*EXERCISE BRIEF:* Beginning at the line that contains "Target: distant forest", write out every line down to the end of the records, with both ends kept and nothing added.

*RECORDS PROVIDED:*
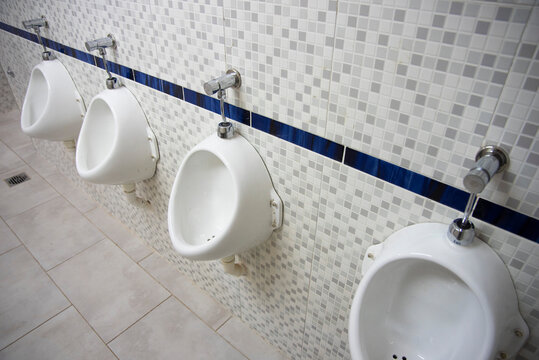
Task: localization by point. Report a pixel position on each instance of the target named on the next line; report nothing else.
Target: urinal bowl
(53, 108)
(423, 297)
(221, 200)
(116, 146)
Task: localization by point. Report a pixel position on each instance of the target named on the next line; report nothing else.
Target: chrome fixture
(36, 25)
(100, 45)
(490, 160)
(232, 78)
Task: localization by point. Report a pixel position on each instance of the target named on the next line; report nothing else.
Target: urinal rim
(96, 169)
(47, 101)
(179, 243)
(355, 327)
(383, 260)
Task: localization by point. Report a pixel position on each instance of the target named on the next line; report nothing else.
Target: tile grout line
(138, 320)
(36, 327)
(18, 32)
(13, 248)
(62, 292)
(172, 294)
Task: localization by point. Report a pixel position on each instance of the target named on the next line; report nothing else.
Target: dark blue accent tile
(201, 100)
(240, 115)
(212, 104)
(172, 89)
(507, 219)
(115, 68)
(84, 56)
(407, 179)
(121, 70)
(299, 137)
(487, 211)
(148, 80)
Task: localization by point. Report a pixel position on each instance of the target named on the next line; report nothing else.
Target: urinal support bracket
(276, 205)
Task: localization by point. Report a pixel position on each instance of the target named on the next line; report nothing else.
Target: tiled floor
(76, 284)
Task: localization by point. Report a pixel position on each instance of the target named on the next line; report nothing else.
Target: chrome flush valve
(490, 160)
(100, 45)
(232, 78)
(36, 25)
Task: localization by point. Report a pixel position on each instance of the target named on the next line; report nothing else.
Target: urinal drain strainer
(17, 179)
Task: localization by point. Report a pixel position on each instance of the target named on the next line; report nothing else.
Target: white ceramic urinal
(222, 200)
(53, 108)
(424, 297)
(116, 145)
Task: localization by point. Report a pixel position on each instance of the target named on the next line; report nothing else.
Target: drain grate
(17, 179)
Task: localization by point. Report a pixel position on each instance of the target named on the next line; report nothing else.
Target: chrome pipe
(490, 160)
(35, 23)
(232, 78)
(102, 43)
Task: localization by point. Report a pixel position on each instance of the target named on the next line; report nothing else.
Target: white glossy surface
(424, 297)
(116, 145)
(52, 108)
(220, 200)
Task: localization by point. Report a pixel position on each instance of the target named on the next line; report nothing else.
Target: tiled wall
(419, 84)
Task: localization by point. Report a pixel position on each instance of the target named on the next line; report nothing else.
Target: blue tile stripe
(485, 210)
(299, 137)
(497, 215)
(172, 89)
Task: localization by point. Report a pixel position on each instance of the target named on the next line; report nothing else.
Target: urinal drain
(17, 179)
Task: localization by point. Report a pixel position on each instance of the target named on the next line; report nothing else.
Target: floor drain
(17, 179)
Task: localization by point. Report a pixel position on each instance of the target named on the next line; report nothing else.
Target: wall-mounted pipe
(490, 160)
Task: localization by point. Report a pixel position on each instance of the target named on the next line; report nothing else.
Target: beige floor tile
(121, 235)
(41, 165)
(74, 195)
(25, 151)
(184, 289)
(27, 297)
(8, 159)
(248, 341)
(64, 337)
(8, 240)
(17, 199)
(108, 288)
(171, 331)
(11, 133)
(54, 231)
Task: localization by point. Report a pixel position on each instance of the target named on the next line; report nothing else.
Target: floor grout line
(142, 317)
(13, 248)
(36, 327)
(223, 324)
(106, 237)
(78, 253)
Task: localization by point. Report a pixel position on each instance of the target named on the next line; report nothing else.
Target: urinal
(222, 200)
(116, 145)
(424, 297)
(53, 108)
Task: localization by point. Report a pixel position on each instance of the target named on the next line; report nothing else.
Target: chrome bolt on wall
(490, 160)
(100, 45)
(36, 25)
(232, 78)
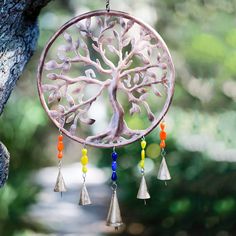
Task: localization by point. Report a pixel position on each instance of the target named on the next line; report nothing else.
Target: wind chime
(106, 59)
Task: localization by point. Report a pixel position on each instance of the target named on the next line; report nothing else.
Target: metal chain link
(108, 5)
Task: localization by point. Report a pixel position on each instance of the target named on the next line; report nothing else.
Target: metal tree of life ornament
(106, 79)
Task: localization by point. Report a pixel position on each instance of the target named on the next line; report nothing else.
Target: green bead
(84, 160)
(84, 151)
(143, 144)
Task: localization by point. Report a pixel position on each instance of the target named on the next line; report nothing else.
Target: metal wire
(108, 5)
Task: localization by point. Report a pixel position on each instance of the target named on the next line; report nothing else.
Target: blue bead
(114, 176)
(114, 166)
(114, 156)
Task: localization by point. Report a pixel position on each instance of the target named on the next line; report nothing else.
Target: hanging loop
(108, 5)
(114, 186)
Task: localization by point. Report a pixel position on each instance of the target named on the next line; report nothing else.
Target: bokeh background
(201, 126)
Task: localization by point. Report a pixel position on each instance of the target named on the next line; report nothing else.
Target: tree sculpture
(121, 55)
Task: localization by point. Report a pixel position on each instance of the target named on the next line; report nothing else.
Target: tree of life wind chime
(97, 73)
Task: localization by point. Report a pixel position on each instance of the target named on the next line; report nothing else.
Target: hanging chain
(108, 5)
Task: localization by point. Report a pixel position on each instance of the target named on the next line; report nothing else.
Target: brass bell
(143, 191)
(114, 217)
(163, 173)
(84, 196)
(60, 184)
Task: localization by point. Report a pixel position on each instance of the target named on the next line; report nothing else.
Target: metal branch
(80, 79)
(138, 69)
(88, 61)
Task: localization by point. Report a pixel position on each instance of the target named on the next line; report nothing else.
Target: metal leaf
(70, 100)
(135, 109)
(136, 78)
(52, 65)
(54, 114)
(52, 76)
(67, 37)
(73, 129)
(70, 118)
(66, 67)
(48, 87)
(90, 73)
(61, 109)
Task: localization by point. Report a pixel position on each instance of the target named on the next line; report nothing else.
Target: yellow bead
(84, 151)
(85, 169)
(143, 144)
(84, 160)
(143, 154)
(141, 164)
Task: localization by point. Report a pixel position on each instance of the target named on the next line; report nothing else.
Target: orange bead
(162, 144)
(60, 155)
(162, 125)
(163, 135)
(60, 146)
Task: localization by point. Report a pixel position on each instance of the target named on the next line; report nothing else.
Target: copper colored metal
(115, 35)
(114, 217)
(143, 190)
(163, 173)
(60, 184)
(84, 196)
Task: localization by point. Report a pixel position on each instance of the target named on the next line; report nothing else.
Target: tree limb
(18, 37)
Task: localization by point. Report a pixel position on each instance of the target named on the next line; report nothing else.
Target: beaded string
(114, 156)
(163, 137)
(84, 161)
(143, 155)
(60, 148)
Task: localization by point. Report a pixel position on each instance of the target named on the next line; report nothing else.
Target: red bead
(163, 135)
(60, 146)
(162, 144)
(162, 125)
(60, 155)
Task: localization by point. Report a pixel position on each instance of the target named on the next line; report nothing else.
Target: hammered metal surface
(102, 72)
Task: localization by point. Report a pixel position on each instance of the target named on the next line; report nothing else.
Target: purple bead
(114, 156)
(114, 176)
(114, 166)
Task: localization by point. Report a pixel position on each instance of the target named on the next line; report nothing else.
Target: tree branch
(18, 37)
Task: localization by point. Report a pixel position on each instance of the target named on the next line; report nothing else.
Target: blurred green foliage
(201, 146)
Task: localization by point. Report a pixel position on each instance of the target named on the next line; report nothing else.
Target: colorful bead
(162, 125)
(163, 135)
(84, 152)
(114, 166)
(141, 164)
(60, 155)
(114, 176)
(162, 144)
(143, 144)
(84, 169)
(143, 154)
(114, 156)
(84, 160)
(60, 146)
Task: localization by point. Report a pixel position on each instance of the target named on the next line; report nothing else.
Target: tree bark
(18, 38)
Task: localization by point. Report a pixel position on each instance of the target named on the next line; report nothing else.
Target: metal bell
(163, 173)
(114, 217)
(60, 184)
(84, 196)
(143, 191)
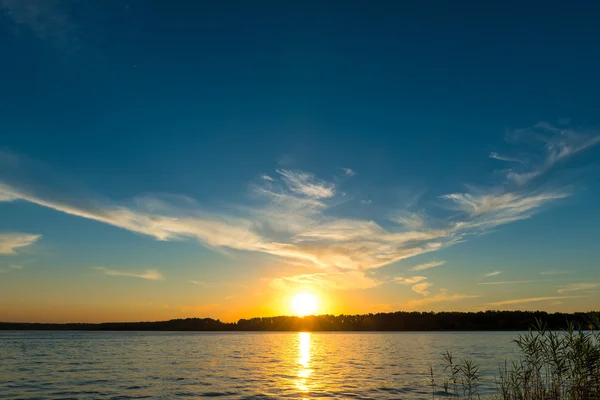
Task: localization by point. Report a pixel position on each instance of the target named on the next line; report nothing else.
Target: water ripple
(164, 365)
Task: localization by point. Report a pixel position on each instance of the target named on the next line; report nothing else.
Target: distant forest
(396, 321)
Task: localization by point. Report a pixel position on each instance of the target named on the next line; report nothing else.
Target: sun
(304, 304)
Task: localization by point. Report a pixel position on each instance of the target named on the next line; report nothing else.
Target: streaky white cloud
(422, 288)
(409, 281)
(410, 221)
(307, 184)
(576, 287)
(493, 273)
(200, 283)
(497, 208)
(290, 218)
(349, 171)
(558, 145)
(554, 272)
(148, 274)
(344, 280)
(441, 296)
(8, 268)
(423, 267)
(10, 242)
(497, 156)
(530, 300)
(48, 20)
(6, 194)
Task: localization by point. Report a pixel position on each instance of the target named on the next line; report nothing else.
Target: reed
(553, 365)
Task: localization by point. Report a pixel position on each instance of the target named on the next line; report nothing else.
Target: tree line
(395, 321)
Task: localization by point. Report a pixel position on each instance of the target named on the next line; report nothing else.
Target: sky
(174, 159)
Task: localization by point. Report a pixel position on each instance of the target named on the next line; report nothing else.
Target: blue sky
(168, 159)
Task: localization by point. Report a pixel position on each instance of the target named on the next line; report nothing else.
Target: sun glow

*RESULT OF THE TASK:*
Target: distant forest
(396, 321)
Task: localization by point. Report a pixel position on each instance of the target named on the next line; report nothing else.
Target: sun
(304, 304)
Task: localization by point. Report a pixel position on each instance of the target named on the next line; report nothing else.
Target: streaky white cloud
(422, 288)
(409, 281)
(410, 221)
(307, 184)
(576, 287)
(493, 273)
(200, 283)
(497, 208)
(290, 218)
(349, 171)
(558, 145)
(554, 272)
(148, 274)
(344, 280)
(441, 296)
(8, 268)
(423, 267)
(10, 242)
(497, 156)
(530, 300)
(48, 20)
(6, 194)
Task: localization by point. Report a pixel position on each instance of the target named on the next line; report nothing else.
Target: reed
(553, 365)
Task: localization by point. Report a pixel position on each instance of the target named on the next line; report nothing else.
Target: tree line
(395, 321)
Task: localization by point. Report a pixel position on each instance of the target named on the next line; report nothing else.
Target: sky
(174, 159)
Task: localization by point. Report a pixel position on each instance of the target named on the next line; report nothing else.
Target: blue sky
(168, 159)
Task: localization by point. Report a pixel position on each instance of the target named on the next line; report nothing else.
Target: sun glow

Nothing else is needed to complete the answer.